-- start of Materials provided --

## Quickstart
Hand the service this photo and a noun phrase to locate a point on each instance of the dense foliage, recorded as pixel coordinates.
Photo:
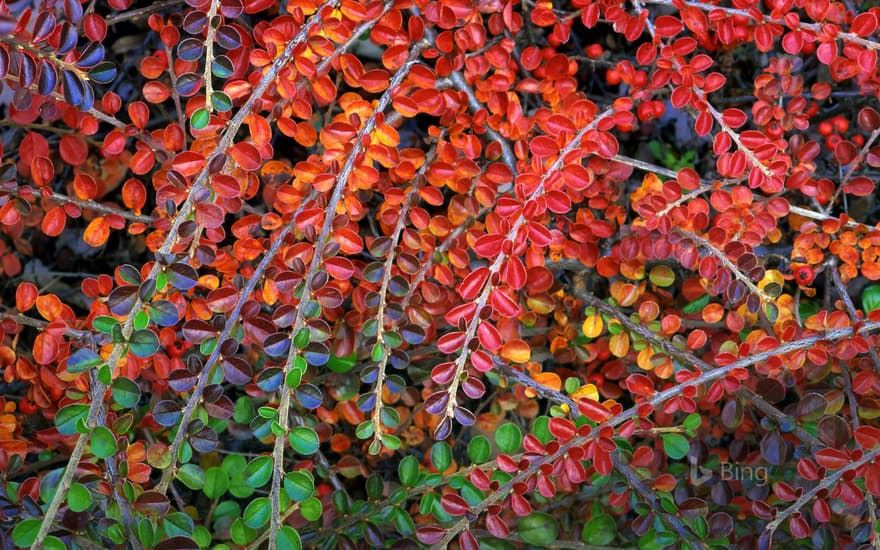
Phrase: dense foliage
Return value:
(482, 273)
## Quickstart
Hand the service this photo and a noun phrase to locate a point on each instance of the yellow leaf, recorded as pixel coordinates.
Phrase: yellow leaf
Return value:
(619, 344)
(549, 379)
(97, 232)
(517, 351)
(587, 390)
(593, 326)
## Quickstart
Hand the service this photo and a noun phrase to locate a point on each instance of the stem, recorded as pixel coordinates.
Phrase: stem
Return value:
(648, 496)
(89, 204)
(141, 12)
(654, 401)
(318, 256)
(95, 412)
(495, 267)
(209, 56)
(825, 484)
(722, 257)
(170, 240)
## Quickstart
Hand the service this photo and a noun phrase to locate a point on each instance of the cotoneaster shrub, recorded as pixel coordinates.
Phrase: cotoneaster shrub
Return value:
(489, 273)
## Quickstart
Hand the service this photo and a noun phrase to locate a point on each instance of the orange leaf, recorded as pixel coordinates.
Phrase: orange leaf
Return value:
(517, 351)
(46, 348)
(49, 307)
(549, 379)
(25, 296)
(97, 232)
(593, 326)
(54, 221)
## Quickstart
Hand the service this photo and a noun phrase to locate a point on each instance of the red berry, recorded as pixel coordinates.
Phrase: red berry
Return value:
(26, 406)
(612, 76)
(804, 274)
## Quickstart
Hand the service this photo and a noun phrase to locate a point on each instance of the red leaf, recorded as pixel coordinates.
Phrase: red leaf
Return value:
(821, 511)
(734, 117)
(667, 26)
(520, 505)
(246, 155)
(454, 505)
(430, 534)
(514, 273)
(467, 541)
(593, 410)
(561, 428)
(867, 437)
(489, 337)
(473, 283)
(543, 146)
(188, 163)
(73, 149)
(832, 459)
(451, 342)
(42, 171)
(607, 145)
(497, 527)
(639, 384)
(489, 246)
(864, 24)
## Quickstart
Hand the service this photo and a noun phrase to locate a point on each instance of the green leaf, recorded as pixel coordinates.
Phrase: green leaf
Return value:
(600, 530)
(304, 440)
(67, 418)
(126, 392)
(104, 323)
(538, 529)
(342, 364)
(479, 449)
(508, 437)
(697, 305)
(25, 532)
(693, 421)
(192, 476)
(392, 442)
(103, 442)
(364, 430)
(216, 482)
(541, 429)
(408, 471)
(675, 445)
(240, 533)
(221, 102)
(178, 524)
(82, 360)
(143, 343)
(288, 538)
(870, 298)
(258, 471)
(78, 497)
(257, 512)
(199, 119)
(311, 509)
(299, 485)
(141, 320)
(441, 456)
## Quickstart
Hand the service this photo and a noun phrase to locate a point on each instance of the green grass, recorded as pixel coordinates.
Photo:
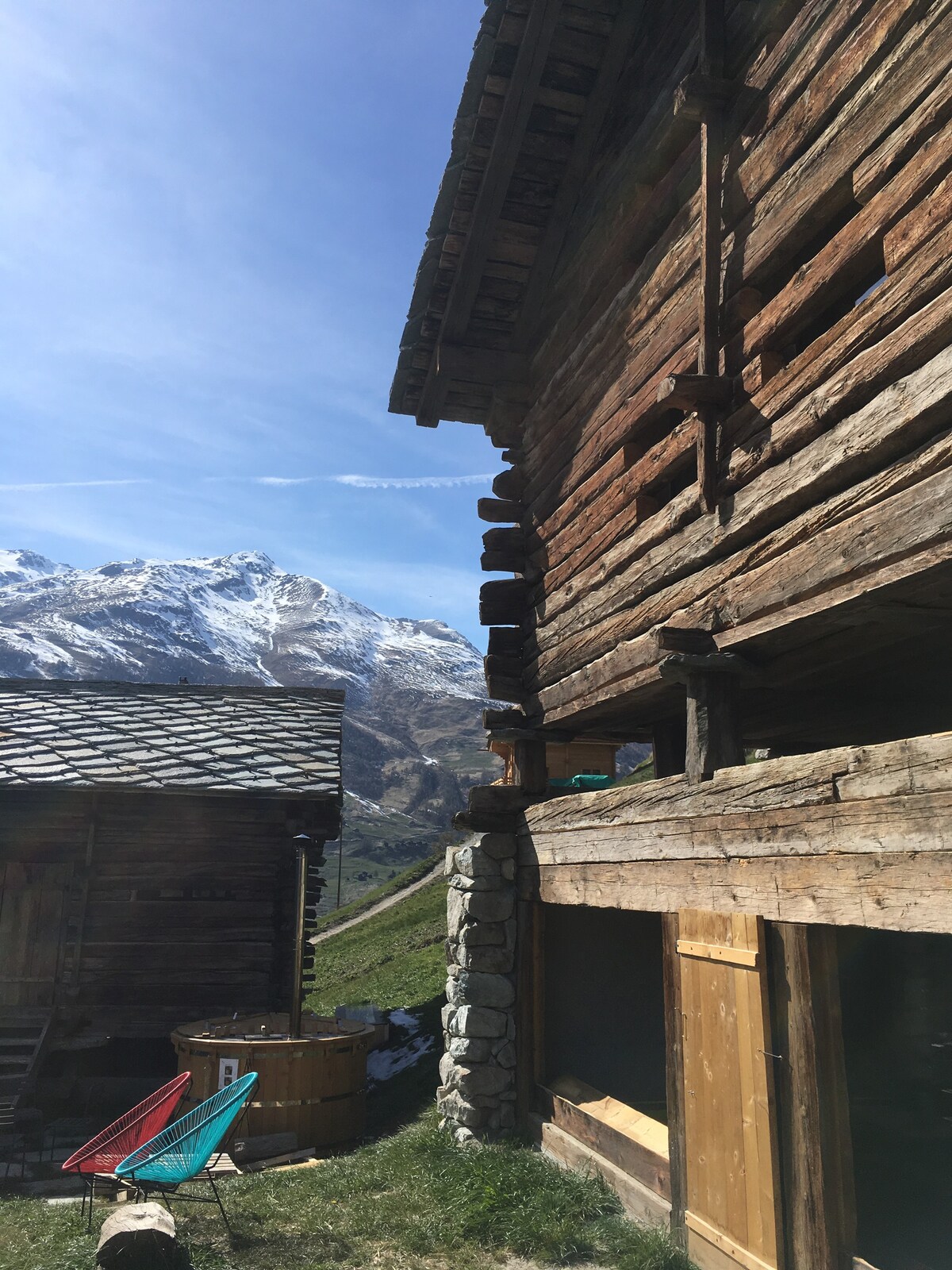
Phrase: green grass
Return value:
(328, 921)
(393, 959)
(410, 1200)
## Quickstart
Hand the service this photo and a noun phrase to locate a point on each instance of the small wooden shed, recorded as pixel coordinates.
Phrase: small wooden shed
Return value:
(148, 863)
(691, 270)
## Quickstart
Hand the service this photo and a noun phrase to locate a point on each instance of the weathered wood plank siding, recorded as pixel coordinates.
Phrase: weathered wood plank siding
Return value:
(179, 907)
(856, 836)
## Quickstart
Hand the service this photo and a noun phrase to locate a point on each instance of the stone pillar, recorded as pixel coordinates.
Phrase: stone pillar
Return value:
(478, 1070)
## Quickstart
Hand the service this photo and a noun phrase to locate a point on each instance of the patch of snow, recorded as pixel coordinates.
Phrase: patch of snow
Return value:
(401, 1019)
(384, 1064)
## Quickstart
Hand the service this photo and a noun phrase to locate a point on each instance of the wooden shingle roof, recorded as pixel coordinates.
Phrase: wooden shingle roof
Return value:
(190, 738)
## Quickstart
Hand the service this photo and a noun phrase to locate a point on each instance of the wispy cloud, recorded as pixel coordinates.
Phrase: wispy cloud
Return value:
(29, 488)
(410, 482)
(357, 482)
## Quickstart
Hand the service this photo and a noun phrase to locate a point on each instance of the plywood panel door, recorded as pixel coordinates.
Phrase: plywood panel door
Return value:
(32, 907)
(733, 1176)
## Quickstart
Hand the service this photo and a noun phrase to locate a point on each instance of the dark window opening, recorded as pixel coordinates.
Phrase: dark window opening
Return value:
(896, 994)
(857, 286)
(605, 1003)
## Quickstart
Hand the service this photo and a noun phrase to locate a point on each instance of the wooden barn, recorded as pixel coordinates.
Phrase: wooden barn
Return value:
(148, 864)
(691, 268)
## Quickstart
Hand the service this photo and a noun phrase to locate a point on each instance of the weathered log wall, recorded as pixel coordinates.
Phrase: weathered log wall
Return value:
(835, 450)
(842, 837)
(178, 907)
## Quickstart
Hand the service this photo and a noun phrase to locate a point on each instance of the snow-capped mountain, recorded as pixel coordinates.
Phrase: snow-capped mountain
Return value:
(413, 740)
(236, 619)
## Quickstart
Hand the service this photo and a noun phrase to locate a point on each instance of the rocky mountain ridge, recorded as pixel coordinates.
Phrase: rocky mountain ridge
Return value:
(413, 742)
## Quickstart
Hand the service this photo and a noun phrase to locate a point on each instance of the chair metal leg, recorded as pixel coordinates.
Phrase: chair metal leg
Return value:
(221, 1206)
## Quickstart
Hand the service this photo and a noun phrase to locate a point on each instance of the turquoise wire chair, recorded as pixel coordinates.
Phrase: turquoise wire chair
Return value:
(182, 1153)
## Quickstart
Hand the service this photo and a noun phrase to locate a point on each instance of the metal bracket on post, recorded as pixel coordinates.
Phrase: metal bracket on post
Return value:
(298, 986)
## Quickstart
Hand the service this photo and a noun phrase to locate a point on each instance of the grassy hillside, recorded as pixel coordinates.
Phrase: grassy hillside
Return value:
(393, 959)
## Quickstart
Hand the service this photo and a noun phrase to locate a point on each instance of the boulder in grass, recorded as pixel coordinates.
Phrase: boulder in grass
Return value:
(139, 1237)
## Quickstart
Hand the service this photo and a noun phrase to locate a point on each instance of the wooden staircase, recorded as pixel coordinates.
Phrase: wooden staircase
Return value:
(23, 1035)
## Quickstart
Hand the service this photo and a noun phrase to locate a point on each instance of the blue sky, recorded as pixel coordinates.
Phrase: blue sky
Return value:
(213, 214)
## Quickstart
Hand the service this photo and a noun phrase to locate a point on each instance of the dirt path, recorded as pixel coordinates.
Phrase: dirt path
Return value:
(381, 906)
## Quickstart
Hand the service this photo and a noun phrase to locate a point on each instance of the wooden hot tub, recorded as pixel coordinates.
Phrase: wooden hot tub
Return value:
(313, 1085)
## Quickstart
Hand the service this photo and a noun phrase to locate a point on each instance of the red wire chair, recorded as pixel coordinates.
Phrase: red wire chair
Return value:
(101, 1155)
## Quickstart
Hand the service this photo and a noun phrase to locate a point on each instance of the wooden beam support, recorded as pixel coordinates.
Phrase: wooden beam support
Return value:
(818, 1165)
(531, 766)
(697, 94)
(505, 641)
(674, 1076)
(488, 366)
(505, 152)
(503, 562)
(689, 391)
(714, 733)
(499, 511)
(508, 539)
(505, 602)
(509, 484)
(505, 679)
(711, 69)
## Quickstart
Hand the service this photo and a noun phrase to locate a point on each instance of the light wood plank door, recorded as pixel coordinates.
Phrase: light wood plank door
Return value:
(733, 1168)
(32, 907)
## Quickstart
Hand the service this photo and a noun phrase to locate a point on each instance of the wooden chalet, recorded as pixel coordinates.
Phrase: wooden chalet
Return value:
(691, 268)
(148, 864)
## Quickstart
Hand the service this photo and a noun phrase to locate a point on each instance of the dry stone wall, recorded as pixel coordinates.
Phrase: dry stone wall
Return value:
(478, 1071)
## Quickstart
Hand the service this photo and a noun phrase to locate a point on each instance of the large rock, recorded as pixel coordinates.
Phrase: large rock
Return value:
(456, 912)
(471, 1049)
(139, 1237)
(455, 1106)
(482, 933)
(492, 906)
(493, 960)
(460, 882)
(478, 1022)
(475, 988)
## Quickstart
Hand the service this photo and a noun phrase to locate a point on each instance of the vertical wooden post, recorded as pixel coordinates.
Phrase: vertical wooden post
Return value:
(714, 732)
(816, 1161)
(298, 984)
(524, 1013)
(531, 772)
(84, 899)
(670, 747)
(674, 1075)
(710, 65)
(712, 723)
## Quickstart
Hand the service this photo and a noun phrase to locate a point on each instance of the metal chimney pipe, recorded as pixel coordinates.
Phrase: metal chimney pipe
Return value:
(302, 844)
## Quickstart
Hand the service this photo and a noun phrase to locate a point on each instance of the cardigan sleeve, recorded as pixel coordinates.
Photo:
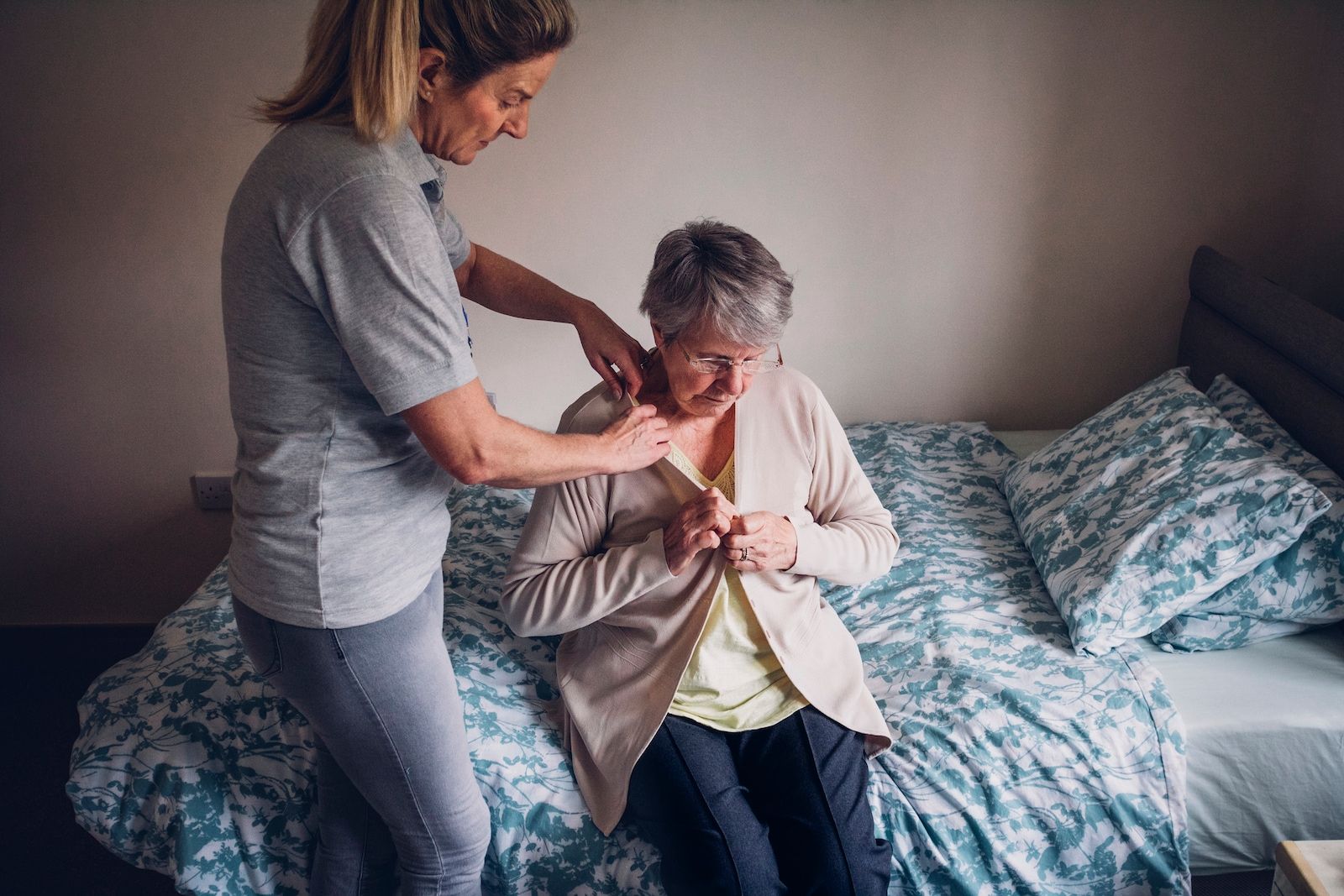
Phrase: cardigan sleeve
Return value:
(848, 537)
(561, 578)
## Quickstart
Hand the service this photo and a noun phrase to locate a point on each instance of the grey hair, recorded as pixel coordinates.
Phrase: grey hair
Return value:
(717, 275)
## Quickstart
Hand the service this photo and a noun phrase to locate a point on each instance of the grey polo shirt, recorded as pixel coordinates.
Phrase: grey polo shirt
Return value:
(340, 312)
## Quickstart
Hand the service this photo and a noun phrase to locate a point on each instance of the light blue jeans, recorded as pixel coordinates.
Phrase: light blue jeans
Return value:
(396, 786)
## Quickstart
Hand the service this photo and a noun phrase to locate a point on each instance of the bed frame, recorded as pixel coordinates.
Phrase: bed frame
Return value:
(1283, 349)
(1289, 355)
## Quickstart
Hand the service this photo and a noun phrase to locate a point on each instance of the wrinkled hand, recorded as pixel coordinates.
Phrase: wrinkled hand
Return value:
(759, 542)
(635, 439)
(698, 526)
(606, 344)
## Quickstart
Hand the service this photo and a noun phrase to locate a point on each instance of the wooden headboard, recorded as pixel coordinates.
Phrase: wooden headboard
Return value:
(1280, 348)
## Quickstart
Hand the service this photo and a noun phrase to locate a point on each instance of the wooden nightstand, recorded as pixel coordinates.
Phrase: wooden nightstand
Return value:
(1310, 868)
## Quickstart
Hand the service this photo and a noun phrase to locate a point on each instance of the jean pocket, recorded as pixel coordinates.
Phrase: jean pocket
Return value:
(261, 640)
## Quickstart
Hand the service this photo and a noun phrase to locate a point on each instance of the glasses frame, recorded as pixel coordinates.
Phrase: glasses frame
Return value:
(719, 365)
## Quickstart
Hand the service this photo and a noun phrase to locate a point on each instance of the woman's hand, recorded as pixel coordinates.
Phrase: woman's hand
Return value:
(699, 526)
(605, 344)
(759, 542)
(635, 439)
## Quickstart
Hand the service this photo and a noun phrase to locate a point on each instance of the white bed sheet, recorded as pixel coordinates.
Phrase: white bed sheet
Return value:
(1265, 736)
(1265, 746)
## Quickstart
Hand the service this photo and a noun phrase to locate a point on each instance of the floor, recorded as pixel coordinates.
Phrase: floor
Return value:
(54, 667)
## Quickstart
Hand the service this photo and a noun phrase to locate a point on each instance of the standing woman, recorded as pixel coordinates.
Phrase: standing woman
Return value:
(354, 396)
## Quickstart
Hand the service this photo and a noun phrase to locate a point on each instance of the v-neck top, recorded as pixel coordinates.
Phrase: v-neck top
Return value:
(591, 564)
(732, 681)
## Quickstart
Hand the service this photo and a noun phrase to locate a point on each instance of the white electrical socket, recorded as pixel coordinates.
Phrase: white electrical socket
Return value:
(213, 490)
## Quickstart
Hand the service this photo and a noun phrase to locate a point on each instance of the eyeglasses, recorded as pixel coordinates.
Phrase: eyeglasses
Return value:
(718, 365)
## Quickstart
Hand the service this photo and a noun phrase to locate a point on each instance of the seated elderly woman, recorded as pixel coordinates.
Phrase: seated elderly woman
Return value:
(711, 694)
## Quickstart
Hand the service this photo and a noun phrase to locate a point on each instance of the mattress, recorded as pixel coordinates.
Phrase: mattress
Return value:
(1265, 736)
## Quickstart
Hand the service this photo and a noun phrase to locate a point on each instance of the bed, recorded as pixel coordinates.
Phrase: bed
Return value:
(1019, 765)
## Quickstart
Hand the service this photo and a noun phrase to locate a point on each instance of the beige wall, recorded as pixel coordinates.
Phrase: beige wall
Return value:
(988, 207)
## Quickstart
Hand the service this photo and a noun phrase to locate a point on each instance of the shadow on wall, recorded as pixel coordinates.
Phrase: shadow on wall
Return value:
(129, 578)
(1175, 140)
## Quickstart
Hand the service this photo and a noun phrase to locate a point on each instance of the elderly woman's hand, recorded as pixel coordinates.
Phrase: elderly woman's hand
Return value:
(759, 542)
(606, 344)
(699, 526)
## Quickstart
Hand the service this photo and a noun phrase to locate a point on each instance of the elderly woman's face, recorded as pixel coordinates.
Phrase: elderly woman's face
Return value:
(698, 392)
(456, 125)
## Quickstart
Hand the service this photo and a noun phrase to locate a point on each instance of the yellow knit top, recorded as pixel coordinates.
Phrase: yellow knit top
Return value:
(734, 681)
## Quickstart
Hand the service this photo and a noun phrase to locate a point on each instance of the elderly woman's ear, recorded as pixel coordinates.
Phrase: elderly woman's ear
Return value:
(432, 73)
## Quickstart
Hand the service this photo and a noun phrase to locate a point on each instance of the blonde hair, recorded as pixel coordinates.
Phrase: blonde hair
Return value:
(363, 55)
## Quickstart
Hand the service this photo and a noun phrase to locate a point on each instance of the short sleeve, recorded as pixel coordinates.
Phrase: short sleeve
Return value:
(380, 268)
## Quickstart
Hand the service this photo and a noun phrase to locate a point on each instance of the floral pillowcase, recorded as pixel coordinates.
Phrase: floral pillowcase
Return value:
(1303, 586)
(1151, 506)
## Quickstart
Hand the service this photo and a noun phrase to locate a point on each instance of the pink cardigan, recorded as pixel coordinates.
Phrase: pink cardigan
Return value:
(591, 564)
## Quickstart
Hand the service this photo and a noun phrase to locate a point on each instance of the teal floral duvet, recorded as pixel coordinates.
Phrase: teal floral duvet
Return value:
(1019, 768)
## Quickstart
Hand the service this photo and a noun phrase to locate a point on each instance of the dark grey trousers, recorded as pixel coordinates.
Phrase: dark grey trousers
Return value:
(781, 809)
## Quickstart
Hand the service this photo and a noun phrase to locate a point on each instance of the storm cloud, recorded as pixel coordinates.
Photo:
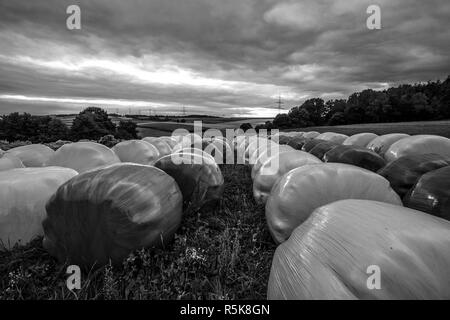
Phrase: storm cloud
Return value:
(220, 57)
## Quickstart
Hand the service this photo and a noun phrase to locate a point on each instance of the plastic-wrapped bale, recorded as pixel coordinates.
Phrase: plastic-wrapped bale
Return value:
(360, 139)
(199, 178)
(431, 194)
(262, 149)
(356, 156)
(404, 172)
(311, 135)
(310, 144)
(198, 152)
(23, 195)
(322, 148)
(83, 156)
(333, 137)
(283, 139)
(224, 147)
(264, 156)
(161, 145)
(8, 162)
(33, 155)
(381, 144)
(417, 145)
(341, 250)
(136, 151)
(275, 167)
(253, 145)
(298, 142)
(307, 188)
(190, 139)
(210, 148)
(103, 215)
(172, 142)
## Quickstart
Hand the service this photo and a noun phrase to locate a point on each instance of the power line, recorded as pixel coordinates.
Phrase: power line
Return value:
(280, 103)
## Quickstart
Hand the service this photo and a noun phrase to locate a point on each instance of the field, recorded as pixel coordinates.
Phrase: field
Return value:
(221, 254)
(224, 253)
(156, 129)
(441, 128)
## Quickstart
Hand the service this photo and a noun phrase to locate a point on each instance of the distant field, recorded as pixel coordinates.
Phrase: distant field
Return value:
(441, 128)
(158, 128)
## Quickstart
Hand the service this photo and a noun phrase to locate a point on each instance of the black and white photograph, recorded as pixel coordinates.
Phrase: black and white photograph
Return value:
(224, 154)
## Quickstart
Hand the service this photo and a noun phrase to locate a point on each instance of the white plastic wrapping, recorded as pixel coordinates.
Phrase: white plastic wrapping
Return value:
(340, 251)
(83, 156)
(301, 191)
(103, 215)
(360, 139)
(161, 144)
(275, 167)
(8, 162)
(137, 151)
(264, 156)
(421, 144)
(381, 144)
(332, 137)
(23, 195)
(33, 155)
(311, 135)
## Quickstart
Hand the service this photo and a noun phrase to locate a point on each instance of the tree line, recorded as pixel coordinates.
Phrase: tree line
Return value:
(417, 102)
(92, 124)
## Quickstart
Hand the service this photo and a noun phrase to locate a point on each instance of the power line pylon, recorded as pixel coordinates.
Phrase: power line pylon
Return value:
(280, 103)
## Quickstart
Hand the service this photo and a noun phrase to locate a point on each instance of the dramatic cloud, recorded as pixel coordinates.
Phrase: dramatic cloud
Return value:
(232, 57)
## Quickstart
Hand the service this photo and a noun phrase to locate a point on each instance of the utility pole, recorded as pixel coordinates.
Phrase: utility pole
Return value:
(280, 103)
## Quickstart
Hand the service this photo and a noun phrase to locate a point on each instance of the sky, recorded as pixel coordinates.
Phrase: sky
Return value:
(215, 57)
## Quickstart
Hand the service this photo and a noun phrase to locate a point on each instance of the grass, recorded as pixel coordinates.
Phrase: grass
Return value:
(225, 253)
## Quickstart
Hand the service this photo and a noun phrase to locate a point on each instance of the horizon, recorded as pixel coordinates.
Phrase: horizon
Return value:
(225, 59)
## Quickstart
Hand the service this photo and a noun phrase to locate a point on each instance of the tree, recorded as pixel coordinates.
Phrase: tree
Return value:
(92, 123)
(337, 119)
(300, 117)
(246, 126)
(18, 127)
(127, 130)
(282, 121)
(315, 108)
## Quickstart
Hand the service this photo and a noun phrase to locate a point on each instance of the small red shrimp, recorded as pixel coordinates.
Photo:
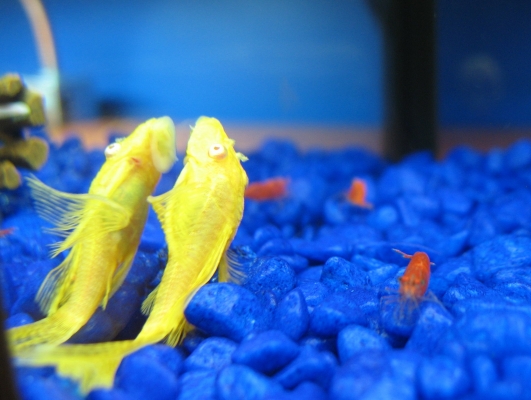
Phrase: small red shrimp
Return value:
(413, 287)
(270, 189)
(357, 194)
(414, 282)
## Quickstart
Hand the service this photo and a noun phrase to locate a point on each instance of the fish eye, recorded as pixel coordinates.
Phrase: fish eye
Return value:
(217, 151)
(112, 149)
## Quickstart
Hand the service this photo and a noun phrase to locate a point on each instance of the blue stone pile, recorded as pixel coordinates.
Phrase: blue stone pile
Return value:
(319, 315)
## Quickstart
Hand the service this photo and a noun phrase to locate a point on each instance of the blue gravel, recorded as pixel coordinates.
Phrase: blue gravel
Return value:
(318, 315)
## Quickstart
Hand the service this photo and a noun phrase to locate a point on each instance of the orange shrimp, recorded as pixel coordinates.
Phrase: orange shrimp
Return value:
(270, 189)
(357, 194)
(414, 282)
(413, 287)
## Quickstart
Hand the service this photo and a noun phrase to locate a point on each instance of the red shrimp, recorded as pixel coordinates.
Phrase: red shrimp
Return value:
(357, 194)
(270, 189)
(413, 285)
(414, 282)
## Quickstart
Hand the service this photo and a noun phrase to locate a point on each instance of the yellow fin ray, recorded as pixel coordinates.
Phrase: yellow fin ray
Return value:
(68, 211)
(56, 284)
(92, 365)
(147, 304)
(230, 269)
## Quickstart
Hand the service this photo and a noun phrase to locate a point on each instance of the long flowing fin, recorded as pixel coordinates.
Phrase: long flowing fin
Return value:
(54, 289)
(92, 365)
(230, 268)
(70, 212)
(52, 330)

-- end of Materials provided --

◆ Exercise objective ◆
Filter the rows above and keep only the lines that contain the word "chimney".

◆ Completed exercise ◆
Hand the service this photo and a noun phrase to locate a point on each instance of the metal chimney pipe, recorded as pixel coordinates.
Phrase: metal chimney pipe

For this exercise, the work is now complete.